SUPPLIED PASSAGE |
Timshel

Enriched Recipes

Following recipes is the way a lot of people cook, especially those who like to explore new cuisine in a guided manner. A recipe book is a tried and true friend, but does it present information in a way that naturally flows with the process of cooking? Because of the limitations of the static format of a book, the text of a recipe is an inefficient representation of the cooking process.

Typical Recipe Format

  1. A list of the ingredients along with their quantities
    • 2 cups cherry tomatoes, halved
    • 5 1/2 tbsp olive oil, plus more for drizzling
    • 1 3/4 lbs white onions, cut into thin rings
    • 2 tbsp thyme leaves
  2. A list of instructions to follow
  • Preheat the oven to 275F. Spread the tomatoes cut-side up or a small baking pan and sprinkle them with some salt and pepper and a drizzle of oil. Roast for 25 minutes, or until semi-cooked. They are not supposed to dry out completely.
  • Meanwhile, heat up 4 tablespoons olive oil in a large frying pan: Add the onions, thyme and some salt and pepper and cook on high heat, stirring, for about a minute. Reduce the heat to low and continue cooking for 20 minutes, stirring occasionally…

The problem comes when the ingredients interface with the instructions. For example, let’s say that our recipe says, “Add the flour.” Your natural next question is, “How much?” To find that out, your eyes have to jump back up to the ingredients section and figure that out. If your recipe has a few ingredients, no problem, but you start to get dizzy after a while.

Initial Unenriched JSON

This is the format of the recipes that my recipe-ocr application outputs from scanned images.

{
  "uri": "Plenty224",
  "book": "Plenty",
  "title": "Socca",
  "pageId": "224",
  "servingSize": "Serves 4",
  "ingredients": [
    "2 cups cherry tomatoes, halved",
    "5 1/2 tbsp olive oil, plus more for drizzling",
    "1 3/4 lbs white onions, cut into thin rings",
    "2 tbsp thyme leaves"
  ],
  "instructions": "Preheat the oven to 275F. Spread the tomatoes cut-side up or a small baking pan and sprinkle them with some salt and pepper and a drizzle of oil. Roast for 25 minutes, or until semi-cooked. They are not supposed to dry out completely. Meanwhile, heat up 4 tablespoons olive oil in a large frying pan: Add the onions, thyme and some salt and pepper and cook on high heat, stirring, for about a minute. Reduce the heat to low and continue cooking for 20 minutes, stirring occasionally..."
}


This works great for an elasticsearch-based search engine, but for the actual cooking process what we really want is an enhanced representation of the recipe that includes pointers from the instructions to the ingredients where they belong. Then whatever application using the information can make decisions about which representation makes sense.

  1. Pure instructions with ingredients excluding amounts (ideal for a quick scan over a recipe)
  2. List of ingredients (ideal for a shopping list)
  3. Instructions with ingedient amounts included (ideal for the cooking process)

WHAT YOU HAVE TO DO |
Answer from the enriched recipes post:
1. To what temperature is the oven preheated?
2. Which application outputs the unenriched JSON format?
3. Which representation is called ideal for a shopping list?

DATASET ROWS |
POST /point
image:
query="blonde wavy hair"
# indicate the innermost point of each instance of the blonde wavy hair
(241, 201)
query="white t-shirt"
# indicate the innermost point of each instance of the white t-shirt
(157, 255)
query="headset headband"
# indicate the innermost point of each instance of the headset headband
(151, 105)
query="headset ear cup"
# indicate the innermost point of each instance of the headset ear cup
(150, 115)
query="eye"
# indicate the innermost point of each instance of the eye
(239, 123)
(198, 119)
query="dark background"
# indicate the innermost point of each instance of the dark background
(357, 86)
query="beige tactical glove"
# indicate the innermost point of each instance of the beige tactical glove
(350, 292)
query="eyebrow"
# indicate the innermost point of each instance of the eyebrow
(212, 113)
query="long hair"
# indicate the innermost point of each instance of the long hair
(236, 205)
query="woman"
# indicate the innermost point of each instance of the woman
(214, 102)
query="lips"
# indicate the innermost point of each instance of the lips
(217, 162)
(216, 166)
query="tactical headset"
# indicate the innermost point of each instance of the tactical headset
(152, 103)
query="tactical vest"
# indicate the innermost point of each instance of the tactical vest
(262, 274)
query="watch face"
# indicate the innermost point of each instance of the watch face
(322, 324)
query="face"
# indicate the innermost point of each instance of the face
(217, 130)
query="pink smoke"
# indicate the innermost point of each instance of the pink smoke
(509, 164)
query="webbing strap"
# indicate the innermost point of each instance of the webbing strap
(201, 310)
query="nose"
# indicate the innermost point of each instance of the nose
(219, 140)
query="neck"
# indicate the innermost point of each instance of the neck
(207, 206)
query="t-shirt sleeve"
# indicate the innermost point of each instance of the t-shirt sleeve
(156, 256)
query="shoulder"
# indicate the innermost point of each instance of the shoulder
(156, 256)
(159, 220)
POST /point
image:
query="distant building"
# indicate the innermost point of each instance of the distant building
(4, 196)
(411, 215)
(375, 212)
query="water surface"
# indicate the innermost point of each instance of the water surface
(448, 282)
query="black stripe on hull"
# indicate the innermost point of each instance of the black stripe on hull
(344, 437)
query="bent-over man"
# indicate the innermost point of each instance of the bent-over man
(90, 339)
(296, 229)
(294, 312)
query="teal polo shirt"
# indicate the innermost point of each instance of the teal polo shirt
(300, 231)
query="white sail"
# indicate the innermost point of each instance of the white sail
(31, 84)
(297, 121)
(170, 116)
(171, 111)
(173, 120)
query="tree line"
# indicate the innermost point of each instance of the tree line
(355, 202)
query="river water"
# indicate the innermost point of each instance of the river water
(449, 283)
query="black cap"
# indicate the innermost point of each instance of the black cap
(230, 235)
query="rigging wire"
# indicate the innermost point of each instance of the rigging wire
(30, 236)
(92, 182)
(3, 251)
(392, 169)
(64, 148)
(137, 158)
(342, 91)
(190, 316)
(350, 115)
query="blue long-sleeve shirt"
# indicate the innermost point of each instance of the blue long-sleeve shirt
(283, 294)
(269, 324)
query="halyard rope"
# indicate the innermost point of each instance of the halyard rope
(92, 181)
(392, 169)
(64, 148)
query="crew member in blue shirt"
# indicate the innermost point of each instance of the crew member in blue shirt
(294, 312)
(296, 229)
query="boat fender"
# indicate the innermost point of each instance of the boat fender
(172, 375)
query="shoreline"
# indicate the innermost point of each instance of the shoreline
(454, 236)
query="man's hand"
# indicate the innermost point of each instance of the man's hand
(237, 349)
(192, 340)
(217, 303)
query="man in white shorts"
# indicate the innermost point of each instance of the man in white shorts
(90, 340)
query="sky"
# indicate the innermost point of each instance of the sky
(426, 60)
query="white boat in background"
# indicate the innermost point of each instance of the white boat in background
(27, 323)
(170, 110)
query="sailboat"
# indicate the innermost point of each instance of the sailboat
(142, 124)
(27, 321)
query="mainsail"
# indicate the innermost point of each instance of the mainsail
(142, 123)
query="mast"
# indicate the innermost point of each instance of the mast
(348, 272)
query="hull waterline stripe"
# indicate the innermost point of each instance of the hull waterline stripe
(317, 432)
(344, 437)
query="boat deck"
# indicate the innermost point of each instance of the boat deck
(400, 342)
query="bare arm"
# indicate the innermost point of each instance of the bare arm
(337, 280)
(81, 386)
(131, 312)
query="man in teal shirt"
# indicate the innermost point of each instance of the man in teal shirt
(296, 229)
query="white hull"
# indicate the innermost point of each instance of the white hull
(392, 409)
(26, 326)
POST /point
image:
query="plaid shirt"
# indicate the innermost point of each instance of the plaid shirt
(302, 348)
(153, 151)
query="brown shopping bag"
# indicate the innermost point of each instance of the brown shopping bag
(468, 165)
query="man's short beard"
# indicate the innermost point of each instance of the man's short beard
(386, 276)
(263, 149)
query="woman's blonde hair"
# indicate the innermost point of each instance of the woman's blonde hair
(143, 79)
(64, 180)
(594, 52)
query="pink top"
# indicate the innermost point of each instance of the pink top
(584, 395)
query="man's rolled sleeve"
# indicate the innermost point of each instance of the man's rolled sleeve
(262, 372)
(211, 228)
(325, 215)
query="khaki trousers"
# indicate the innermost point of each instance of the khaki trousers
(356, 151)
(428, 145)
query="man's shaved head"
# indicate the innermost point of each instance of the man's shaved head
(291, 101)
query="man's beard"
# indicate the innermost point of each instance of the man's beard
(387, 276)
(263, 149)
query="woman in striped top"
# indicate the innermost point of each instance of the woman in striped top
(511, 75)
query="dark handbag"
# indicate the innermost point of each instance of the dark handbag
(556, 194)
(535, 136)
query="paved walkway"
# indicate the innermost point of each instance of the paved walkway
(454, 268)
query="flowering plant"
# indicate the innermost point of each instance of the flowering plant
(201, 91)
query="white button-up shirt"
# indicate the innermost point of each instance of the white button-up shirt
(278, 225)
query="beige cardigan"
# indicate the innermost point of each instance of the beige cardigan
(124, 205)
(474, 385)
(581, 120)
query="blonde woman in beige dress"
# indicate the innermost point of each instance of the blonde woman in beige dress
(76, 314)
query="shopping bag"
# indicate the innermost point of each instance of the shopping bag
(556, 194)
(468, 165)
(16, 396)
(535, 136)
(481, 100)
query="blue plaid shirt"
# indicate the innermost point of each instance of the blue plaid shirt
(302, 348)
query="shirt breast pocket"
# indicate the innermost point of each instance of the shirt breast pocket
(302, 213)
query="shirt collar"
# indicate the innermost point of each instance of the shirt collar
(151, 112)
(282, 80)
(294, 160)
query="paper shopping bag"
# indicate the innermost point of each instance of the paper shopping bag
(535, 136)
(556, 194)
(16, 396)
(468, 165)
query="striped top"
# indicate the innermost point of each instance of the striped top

OUTPUT OF THE TASK |
1. 275F
2. The recipe-ocr application
3. The list of ingredients